>> begin Data provided
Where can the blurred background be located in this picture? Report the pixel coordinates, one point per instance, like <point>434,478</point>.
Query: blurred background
>> end Data provided
>> begin Data provided
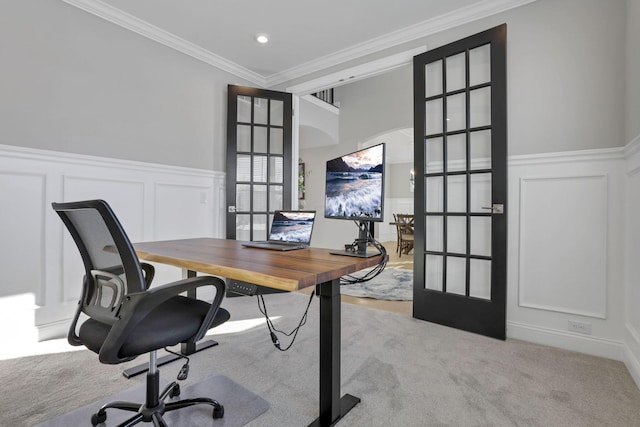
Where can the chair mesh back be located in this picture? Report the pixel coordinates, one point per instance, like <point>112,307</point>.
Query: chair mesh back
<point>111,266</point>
>> end Data provided
>> begin Data provided
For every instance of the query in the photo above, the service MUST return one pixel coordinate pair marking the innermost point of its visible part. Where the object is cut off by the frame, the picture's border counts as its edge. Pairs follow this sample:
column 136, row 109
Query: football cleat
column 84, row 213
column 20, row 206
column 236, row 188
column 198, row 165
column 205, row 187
>> end Data provided
• Objective: Switch "football cleat" to "running shoe" in the part of the listing that opens with the line containing "For every instance" and closes with the line containing "column 205, row 187". Give back only those lines, with nothing else changed.

• Problem solution:
For every instance of the query in the photo above, the service MUST return one pixel coordinate pair marking the innermost point of its visible part. Where the object is cut off by the frame, the picture's border counts as its edge. Pairs follow this sample:
column 136, row 109
Query: running shoe
column 84, row 213
column 20, row 206
column 236, row 188
column 198, row 165
column 205, row 187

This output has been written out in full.